## START PAGE
Use create<T>(), action<T>(), and nest<&T::member>() to create or wrap AST nodes while parsing.

struct Expr : pegium::AstNode {};
struct NumberExpr : Expr {
  std::string value;
};
struct UnaryExpr : Expr {
  pegium::pointer<Expr> operand;
};

auto newNumber = action<NumberExpr>();
auto wrapCurrent = action<UnaryExpr, &UnaryExpr::operand>();

Infix rules

Use Infix<...> for operator-heavy languages with precedence and associativity.

// inside a Parser subclass
Infix<ast::BinaryExpression, &ast::BinaryExpression::left,
      &ast::BinaryExpression::op, &ast::BinaryExpression::right>
    BinaryExpression{"BinaryExpression",
                     PrimaryExpression,
                     LeftAssociation("%"_kw),
                     LeftAssociation("^"_kw),
                     LeftAssociation("*"_kw | "/"_kw),
                     LeftAssociation("+"_kw | "-"_kw)};

Use:

  • LeftAssociation(...) for left-associative operators
  • RightAssociation(...) for right-associative operators

Important: the operator declarations are listed from the strongest precedence to the weakest precedence.

So this declaration:

Infix<ast::BinaryExpression, &ast::BinaryExpression::left,
      &ast::BinaryExpression::op, &ast::BinaryExpression::right>
    BinaryExpression{"BinaryExpression",
                     PrimaryExpression,
                     LeftAssociation("%"_kw),
                     LeftAssociation("^"_kw),
                     LeftAssociation("*"_kw | "/"_kw),
                     LeftAssociation("+"_kw | "-"_kw)};

means:

  • % binds more strongly than ^
  • ^ binds more strongly than * and /
  • * and / bind more strongly than + and -

That precedence table drives the AST grouping:

  • 2 + 3 * 4 parses as 2 + (3 * 4)
  • a * b + c parses as (a * b) + c
  • a - b - c with LeftAssociation(...) parses as (a - b) - c
  • a ^ b ^ c with RightAssociation(...) parses as a ^ (b ^ c)

The first argument after the rule name is the base rule. In practice this is usually a rule such as PrimaryExpression containing the atomic expressions of the language:

  • number or string literals
  • identifiers
  • grouped expressions
  • function calls

Infix then builds binary-expression nodes on top of that base rule according to the precedence and associativity declarations.
## END PAGE
## START PROVIDED RECORDS
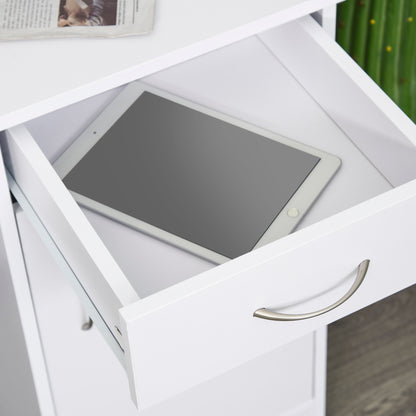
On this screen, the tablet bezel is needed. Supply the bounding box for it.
[54,81,341,264]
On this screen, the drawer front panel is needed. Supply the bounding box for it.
[17,211,325,416]
[121,181,416,408]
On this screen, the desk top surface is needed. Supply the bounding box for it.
[0,0,337,130]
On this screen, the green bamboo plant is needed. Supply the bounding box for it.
[337,0,416,122]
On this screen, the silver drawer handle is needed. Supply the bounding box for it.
[253,260,370,321]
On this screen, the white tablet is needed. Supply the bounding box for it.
[55,82,341,263]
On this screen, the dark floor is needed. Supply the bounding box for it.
[327,285,416,416]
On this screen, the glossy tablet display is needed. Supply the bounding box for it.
[56,83,340,262]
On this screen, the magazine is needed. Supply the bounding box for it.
[0,0,155,40]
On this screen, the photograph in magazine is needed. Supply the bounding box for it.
[58,0,117,27]
[0,0,156,40]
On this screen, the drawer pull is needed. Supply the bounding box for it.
[253,260,370,321]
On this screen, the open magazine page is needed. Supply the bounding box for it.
[0,0,156,40]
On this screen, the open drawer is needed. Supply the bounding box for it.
[1,17,416,408]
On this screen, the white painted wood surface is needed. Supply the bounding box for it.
[0,0,337,130]
[1,126,138,348]
[120,181,416,409]
[0,151,54,416]
[18,206,326,416]
[259,16,416,185]
[3,11,416,414]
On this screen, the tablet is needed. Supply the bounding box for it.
[54,82,341,263]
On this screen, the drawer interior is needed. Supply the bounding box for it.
[19,16,416,298]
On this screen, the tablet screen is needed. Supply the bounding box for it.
[64,92,320,258]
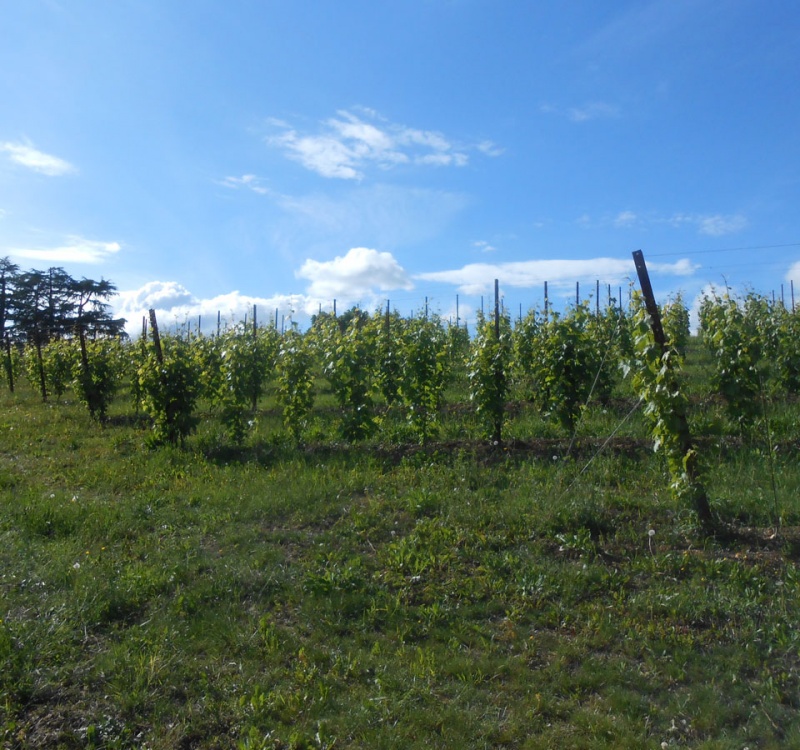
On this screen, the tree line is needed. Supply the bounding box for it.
[0,257,126,397]
[0,257,125,346]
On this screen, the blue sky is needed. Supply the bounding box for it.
[0,0,800,331]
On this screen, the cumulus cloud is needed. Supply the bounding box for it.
[296,247,413,299]
[8,241,122,264]
[0,141,76,177]
[415,258,698,294]
[267,109,488,180]
[111,281,330,335]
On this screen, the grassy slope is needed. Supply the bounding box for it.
[0,348,800,748]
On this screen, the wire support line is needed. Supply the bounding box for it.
[559,396,644,500]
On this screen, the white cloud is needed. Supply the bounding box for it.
[111,281,330,336]
[567,102,619,122]
[478,141,505,156]
[539,102,620,122]
[219,174,269,195]
[7,241,122,263]
[576,209,748,237]
[698,215,747,237]
[0,141,76,177]
[295,247,413,300]
[614,211,637,227]
[415,258,698,294]
[273,183,469,254]
[667,213,748,237]
[267,108,482,180]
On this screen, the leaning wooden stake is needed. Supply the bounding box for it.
## END PROVIDED RECORDS
AIM 1
Edit the passage of the Infix rules text starting at "That precedence table" and ending at "as a ^ (b ^ c)", replacing "precedence table" with "operator ranking".
AIM 2
Render the listing lines starting at the line that contains "On this screen, the drawer pull" and ending at the line that contains "[54,82,341,263]" as a Markdown table with the columns Number and Record line. Give one numbered row per line and leave out any blank lines.

WORKED SOLUTION 1
That operator ranking drives the AST grouping:

  • 2 + 3 * 4 parses as 2 + (3 * 4)
  • a * b + c parses as (a * b) + c
  • a - b - c with LeftAssociation(...) parses as (a - b) - c
  • a ^ b ^ c with RightAssociation(...) parses as a ^ (b ^ c)

WORKED SOLUTION 2
| Number | Record line |
|---|---|
| 1 | On this screen, the drawer pull is needed. Supply the bounding box for it. |
| 2 | [253,260,370,321] |
| 3 | On this screen, the open magazine page is needed. Supply the bounding box for it. |
| 4 | [0,0,156,40] |
| 5 | On this screen, the open drawer is needed. Supply the bounding box for it. |
| 6 | [1,17,416,408] |
| 7 | On this screen, the white painted wood surface is needed. Supply the bounding box for it. |
| 8 | [0,0,337,130] |
| 9 | [1,126,138,348] |
| 10 | [120,181,416,409] |
| 11 | [0,151,54,416] |
| 12 | [18,206,326,416] |
| 13 | [259,16,416,185] |
| 14 | [3,11,416,414] |
| 15 | On this screen, the tablet is needed. Supply the bounding box for it. |
| 16 | [54,82,341,263] |